Input material —
※ ※ ※

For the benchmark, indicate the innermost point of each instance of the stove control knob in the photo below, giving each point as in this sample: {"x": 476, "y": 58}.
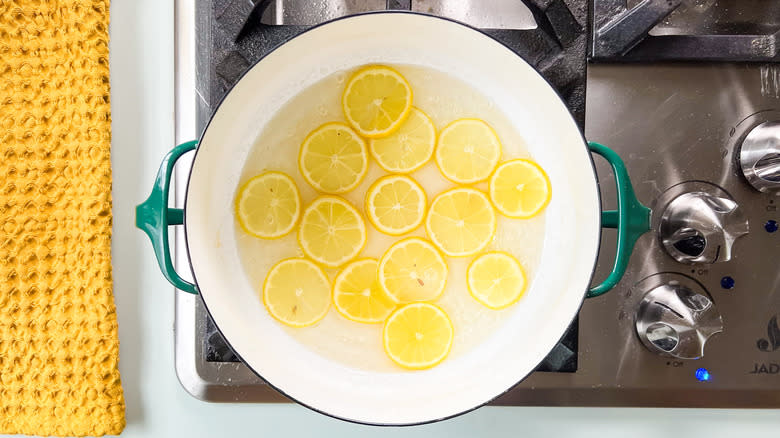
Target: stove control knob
{"x": 701, "y": 226}
{"x": 759, "y": 157}
{"x": 673, "y": 320}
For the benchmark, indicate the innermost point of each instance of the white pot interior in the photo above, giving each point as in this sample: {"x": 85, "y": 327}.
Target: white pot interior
{"x": 536, "y": 324}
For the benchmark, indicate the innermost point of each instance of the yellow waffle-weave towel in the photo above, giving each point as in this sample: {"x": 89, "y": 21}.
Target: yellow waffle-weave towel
{"x": 58, "y": 332}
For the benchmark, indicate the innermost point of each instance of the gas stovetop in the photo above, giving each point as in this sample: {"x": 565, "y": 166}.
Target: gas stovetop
{"x": 688, "y": 95}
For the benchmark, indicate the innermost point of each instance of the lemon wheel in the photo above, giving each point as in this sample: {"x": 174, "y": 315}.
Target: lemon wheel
{"x": 296, "y": 292}
{"x": 332, "y": 231}
{"x": 418, "y": 336}
{"x": 467, "y": 151}
{"x": 333, "y": 158}
{"x": 496, "y": 280}
{"x": 519, "y": 189}
{"x": 412, "y": 270}
{"x": 357, "y": 295}
{"x": 408, "y": 148}
{"x": 395, "y": 204}
{"x": 461, "y": 221}
{"x": 376, "y": 101}
{"x": 268, "y": 205}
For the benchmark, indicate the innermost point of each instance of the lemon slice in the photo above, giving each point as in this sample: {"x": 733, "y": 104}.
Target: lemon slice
{"x": 332, "y": 231}
{"x": 376, "y": 101}
{"x": 296, "y": 292}
{"x": 496, "y": 280}
{"x": 467, "y": 151}
{"x": 412, "y": 270}
{"x": 395, "y": 204}
{"x": 333, "y": 158}
{"x": 357, "y": 294}
{"x": 519, "y": 189}
{"x": 268, "y": 205}
{"x": 408, "y": 148}
{"x": 418, "y": 336}
{"x": 461, "y": 221}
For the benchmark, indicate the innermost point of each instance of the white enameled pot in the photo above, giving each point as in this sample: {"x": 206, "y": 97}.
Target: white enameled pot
{"x": 571, "y": 244}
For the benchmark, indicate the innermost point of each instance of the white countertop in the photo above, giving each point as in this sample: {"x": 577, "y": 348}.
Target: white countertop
{"x": 142, "y": 99}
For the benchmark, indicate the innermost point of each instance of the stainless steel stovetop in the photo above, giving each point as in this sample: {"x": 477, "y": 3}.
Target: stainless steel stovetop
{"x": 687, "y": 92}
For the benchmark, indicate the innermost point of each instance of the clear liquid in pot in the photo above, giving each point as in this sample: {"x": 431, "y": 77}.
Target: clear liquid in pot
{"x": 444, "y": 99}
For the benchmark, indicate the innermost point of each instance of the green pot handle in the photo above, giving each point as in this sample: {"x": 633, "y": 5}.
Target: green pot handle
{"x": 153, "y": 217}
{"x": 632, "y": 219}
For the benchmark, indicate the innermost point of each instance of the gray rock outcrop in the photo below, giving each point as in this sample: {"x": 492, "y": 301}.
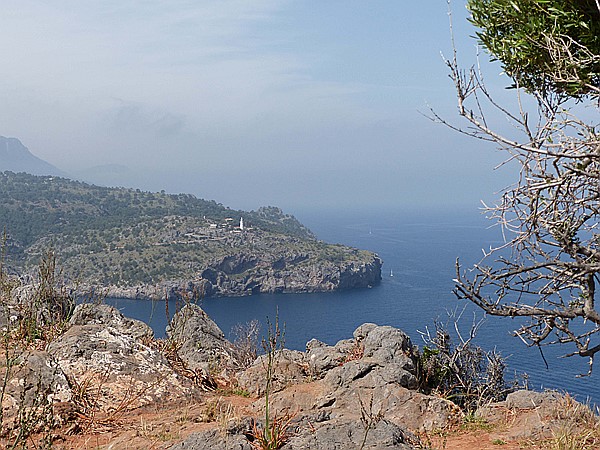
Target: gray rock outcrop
{"x": 200, "y": 342}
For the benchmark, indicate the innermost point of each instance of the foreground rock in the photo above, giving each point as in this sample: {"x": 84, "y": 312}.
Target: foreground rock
{"x": 244, "y": 274}
{"x": 109, "y": 355}
{"x": 200, "y": 343}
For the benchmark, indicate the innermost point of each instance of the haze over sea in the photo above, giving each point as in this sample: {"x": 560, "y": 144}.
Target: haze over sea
{"x": 420, "y": 248}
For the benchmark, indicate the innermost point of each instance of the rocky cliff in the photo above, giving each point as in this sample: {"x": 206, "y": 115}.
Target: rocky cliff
{"x": 250, "y": 274}
{"x": 147, "y": 245}
{"x": 105, "y": 379}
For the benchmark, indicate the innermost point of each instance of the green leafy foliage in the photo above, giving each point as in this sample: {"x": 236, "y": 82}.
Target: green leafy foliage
{"x": 544, "y": 45}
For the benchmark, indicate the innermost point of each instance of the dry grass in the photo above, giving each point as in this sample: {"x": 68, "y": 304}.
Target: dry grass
{"x": 578, "y": 428}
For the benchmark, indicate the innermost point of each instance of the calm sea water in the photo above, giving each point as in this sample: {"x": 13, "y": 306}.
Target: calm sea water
{"x": 420, "y": 249}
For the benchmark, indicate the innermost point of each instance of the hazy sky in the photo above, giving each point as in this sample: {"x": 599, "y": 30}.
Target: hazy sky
{"x": 250, "y": 103}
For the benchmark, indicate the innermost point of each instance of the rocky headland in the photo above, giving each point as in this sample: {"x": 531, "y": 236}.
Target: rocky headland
{"x": 135, "y": 244}
{"x": 105, "y": 382}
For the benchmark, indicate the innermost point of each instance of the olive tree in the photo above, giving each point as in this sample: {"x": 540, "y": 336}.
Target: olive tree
{"x": 547, "y": 270}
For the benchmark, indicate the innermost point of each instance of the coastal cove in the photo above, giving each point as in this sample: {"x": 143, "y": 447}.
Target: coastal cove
{"x": 419, "y": 249}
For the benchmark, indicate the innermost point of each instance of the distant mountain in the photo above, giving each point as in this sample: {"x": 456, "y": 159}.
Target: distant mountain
{"x": 14, "y": 156}
{"x": 143, "y": 244}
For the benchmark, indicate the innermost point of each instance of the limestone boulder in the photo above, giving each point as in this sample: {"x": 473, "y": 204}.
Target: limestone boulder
{"x": 200, "y": 342}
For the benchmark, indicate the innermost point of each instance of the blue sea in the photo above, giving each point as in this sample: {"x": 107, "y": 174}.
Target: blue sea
{"x": 419, "y": 250}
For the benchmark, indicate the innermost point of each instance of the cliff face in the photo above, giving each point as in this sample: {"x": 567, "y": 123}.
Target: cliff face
{"x": 247, "y": 274}
{"x": 148, "y": 245}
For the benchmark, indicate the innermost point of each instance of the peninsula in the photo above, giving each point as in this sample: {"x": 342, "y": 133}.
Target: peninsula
{"x": 147, "y": 245}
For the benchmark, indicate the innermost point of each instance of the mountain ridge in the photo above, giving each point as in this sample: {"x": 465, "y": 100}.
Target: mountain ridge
{"x": 15, "y": 157}
{"x": 140, "y": 244}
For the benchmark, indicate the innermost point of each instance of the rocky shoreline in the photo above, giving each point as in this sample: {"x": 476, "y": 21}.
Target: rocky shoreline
{"x": 243, "y": 275}
{"x": 359, "y": 393}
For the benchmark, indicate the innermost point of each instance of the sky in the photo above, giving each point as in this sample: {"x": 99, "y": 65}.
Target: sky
{"x": 299, "y": 104}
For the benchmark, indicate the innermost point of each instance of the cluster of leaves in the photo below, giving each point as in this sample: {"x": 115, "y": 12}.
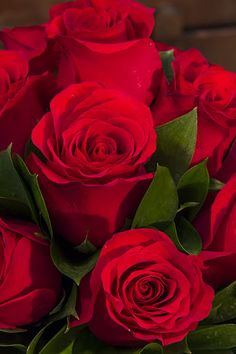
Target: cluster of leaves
{"x": 172, "y": 201}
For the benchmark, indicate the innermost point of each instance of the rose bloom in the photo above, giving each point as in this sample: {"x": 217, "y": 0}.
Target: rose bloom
{"x": 143, "y": 289}
{"x": 95, "y": 142}
{"x": 216, "y": 225}
{"x": 30, "y": 285}
{"x": 107, "y": 41}
{"x": 23, "y": 99}
{"x": 212, "y": 90}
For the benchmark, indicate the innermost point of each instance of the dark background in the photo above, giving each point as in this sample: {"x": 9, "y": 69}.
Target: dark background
{"x": 209, "y": 25}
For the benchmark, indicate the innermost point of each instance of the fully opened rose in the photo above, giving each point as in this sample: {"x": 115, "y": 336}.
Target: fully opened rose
{"x": 30, "y": 285}
{"x": 117, "y": 187}
{"x": 211, "y": 89}
{"x": 96, "y": 142}
{"x": 142, "y": 290}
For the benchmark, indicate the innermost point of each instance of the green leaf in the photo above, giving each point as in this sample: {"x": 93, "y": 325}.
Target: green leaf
{"x": 187, "y": 205}
{"x": 70, "y": 262}
{"x": 193, "y": 186}
{"x": 176, "y": 142}
{"x": 167, "y": 58}
{"x": 213, "y": 338}
{"x": 65, "y": 311}
{"x": 188, "y": 236}
{"x": 185, "y": 237}
{"x": 226, "y": 351}
{"x": 62, "y": 342}
{"x": 160, "y": 203}
{"x": 15, "y": 341}
{"x": 224, "y": 306}
{"x": 14, "y": 200}
{"x": 86, "y": 247}
{"x": 215, "y": 185}
{"x": 38, "y": 206}
{"x": 87, "y": 343}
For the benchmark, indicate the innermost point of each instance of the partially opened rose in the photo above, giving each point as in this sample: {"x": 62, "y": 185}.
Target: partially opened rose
{"x": 143, "y": 290}
{"x": 212, "y": 90}
{"x": 23, "y": 100}
{"x": 96, "y": 142}
{"x": 106, "y": 41}
{"x": 30, "y": 285}
{"x": 216, "y": 224}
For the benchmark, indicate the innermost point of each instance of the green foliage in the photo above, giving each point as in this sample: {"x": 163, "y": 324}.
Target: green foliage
{"x": 160, "y": 203}
{"x": 176, "y": 141}
{"x": 167, "y": 58}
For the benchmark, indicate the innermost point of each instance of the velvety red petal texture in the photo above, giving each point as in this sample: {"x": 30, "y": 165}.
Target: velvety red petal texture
{"x": 34, "y": 44}
{"x": 96, "y": 142}
{"x": 24, "y": 110}
{"x": 23, "y": 99}
{"x": 212, "y": 90}
{"x": 30, "y": 285}
{"x": 113, "y": 34}
{"x": 229, "y": 165}
{"x": 134, "y": 68}
{"x": 143, "y": 289}
{"x": 216, "y": 225}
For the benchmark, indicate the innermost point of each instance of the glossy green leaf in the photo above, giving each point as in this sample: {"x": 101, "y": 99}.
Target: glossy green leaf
{"x": 61, "y": 343}
{"x": 178, "y": 348}
{"x": 70, "y": 262}
{"x": 152, "y": 348}
{"x": 167, "y": 58}
{"x": 87, "y": 343}
{"x": 193, "y": 186}
{"x": 185, "y": 237}
{"x": 64, "y": 311}
{"x": 160, "y": 203}
{"x": 86, "y": 247}
{"x": 39, "y": 209}
{"x": 13, "y": 196}
{"x": 176, "y": 142}
{"x": 218, "y": 337}
{"x": 188, "y": 236}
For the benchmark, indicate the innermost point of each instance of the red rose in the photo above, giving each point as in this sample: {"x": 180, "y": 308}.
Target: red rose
{"x": 23, "y": 100}
{"x": 217, "y": 227}
{"x": 96, "y": 142}
{"x": 228, "y": 168}
{"x": 105, "y": 41}
{"x": 210, "y": 88}
{"x": 142, "y": 290}
{"x": 30, "y": 285}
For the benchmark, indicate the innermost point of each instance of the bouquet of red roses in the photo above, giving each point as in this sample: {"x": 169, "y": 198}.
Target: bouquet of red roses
{"x": 117, "y": 189}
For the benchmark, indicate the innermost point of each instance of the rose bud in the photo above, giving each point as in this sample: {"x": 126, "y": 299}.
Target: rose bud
{"x": 30, "y": 285}
{"x": 23, "y": 100}
{"x": 216, "y": 225}
{"x": 143, "y": 289}
{"x": 95, "y": 142}
{"x": 212, "y": 90}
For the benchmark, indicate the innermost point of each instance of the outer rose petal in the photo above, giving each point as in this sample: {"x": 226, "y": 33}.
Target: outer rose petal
{"x": 33, "y": 42}
{"x": 228, "y": 166}
{"x": 220, "y": 268}
{"x": 133, "y": 67}
{"x": 78, "y": 210}
{"x": 24, "y": 110}
{"x": 102, "y": 293}
{"x": 30, "y": 285}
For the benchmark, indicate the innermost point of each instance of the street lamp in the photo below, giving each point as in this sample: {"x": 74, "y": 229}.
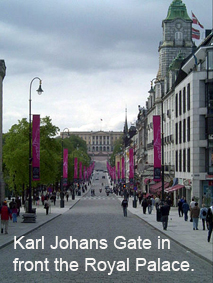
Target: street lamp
{"x": 39, "y": 90}
{"x": 152, "y": 91}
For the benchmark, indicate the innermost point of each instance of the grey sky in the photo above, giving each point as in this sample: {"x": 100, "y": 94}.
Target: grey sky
{"x": 95, "y": 58}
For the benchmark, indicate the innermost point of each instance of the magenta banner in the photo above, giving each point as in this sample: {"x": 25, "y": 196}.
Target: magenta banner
{"x": 36, "y": 147}
{"x": 65, "y": 166}
{"x": 118, "y": 170}
{"x": 157, "y": 147}
{"x": 75, "y": 168}
{"x": 131, "y": 165}
{"x": 123, "y": 170}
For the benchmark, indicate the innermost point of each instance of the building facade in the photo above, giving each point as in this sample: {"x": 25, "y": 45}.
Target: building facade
{"x": 182, "y": 96}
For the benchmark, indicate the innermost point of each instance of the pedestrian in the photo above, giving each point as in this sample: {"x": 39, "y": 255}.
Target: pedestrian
{"x": 144, "y": 205}
{"x": 125, "y": 205}
{"x": 157, "y": 202}
{"x": 185, "y": 208}
{"x": 67, "y": 195}
{"x": 47, "y": 205}
{"x": 191, "y": 205}
{"x": 209, "y": 221}
{"x": 165, "y": 208}
{"x": 180, "y": 208}
{"x": 149, "y": 202}
{"x": 5, "y": 215}
{"x": 18, "y": 205}
{"x": 195, "y": 212}
{"x": 203, "y": 213}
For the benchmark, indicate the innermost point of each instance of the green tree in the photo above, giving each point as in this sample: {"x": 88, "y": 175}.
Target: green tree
{"x": 76, "y": 148}
{"x": 16, "y": 155}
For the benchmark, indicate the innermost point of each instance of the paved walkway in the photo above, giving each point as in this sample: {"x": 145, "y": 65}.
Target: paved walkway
{"x": 178, "y": 229}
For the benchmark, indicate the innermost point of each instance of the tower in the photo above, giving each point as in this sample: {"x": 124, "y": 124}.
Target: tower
{"x": 177, "y": 37}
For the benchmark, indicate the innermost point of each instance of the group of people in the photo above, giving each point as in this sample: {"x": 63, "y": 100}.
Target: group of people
{"x": 205, "y": 214}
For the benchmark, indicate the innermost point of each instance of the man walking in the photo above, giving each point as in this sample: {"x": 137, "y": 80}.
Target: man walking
{"x": 209, "y": 221}
{"x": 165, "y": 208}
{"x": 125, "y": 205}
{"x": 5, "y": 215}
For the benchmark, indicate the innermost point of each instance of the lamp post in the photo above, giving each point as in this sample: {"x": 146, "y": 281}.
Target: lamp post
{"x": 62, "y": 158}
{"x": 39, "y": 90}
{"x": 152, "y": 91}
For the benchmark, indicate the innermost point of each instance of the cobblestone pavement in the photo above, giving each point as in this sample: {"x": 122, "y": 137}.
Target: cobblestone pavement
{"x": 100, "y": 218}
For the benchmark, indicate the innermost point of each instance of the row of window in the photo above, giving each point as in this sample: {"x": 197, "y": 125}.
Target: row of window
{"x": 182, "y": 131}
{"x": 182, "y": 161}
{"x": 182, "y": 101}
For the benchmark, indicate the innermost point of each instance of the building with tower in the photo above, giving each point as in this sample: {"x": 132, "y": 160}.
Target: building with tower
{"x": 181, "y": 94}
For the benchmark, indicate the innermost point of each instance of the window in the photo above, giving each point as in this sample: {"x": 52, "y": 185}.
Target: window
{"x": 176, "y": 160}
{"x": 184, "y": 160}
{"x": 180, "y": 160}
{"x": 176, "y": 105}
{"x": 184, "y": 130}
{"x": 176, "y": 133}
{"x": 210, "y": 59}
{"x": 180, "y": 132}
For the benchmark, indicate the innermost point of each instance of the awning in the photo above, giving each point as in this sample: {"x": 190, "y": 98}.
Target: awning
{"x": 158, "y": 187}
{"x": 174, "y": 188}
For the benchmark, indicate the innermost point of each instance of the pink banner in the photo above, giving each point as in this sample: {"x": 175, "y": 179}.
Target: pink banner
{"x": 157, "y": 147}
{"x": 131, "y": 164}
{"x": 80, "y": 171}
{"x": 118, "y": 170}
{"x": 65, "y": 166}
{"x": 75, "y": 168}
{"x": 123, "y": 169}
{"x": 36, "y": 147}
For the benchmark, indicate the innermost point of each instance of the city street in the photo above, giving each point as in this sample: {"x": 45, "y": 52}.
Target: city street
{"x": 110, "y": 257}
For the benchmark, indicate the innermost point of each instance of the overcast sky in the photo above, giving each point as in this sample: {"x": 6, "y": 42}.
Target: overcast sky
{"x": 95, "y": 58}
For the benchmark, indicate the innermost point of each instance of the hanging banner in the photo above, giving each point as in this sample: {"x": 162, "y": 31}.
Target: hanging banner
{"x": 131, "y": 165}
{"x": 118, "y": 171}
{"x": 36, "y": 147}
{"x": 123, "y": 170}
{"x": 157, "y": 148}
{"x": 65, "y": 166}
{"x": 75, "y": 169}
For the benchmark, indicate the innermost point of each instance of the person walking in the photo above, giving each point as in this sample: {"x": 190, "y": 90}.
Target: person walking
{"x": 47, "y": 205}
{"x": 191, "y": 205}
{"x": 195, "y": 212}
{"x": 209, "y": 222}
{"x": 203, "y": 213}
{"x": 185, "y": 208}
{"x": 144, "y": 205}
{"x": 125, "y": 205}
{"x": 5, "y": 215}
{"x": 180, "y": 208}
{"x": 165, "y": 208}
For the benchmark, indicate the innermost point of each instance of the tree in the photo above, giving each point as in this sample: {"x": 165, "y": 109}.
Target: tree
{"x": 16, "y": 155}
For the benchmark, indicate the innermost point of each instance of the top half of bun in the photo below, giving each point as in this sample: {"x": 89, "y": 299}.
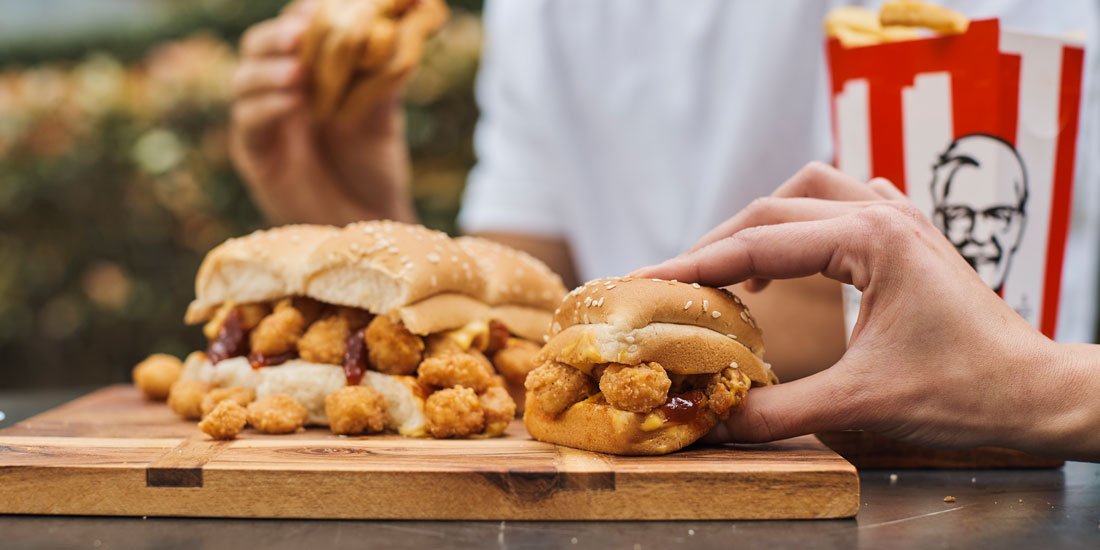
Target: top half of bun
{"x": 689, "y": 329}
{"x": 383, "y": 265}
{"x": 380, "y": 266}
{"x": 628, "y": 303}
{"x": 261, "y": 266}
{"x": 512, "y": 276}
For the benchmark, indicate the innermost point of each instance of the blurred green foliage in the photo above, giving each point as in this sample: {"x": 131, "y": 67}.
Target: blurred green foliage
{"x": 116, "y": 179}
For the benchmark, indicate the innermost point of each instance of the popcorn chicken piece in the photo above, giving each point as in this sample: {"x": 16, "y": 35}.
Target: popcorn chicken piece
{"x": 326, "y": 340}
{"x": 355, "y": 409}
{"x": 277, "y": 414}
{"x": 516, "y": 359}
{"x": 392, "y": 349}
{"x": 498, "y": 409}
{"x": 278, "y": 332}
{"x": 468, "y": 369}
{"x": 309, "y": 308}
{"x": 636, "y": 388}
{"x": 185, "y": 397}
{"x": 453, "y": 413}
{"x": 498, "y": 337}
{"x": 556, "y": 386}
{"x": 240, "y": 395}
{"x": 224, "y": 421}
{"x": 725, "y": 391}
{"x": 156, "y": 374}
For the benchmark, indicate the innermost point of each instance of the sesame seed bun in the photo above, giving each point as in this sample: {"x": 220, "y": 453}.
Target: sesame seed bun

※ ※ ※

Short problem — Every line from the one containing "of the sesame" through the end of the data must be repeated exactly, and no other line.

Task answer —
For the benchmark, indicate the innermost point of each instance of the sesame seed bun in the photo above, giving each point as in this sample: {"x": 220, "y": 453}.
Target: sesame seed bun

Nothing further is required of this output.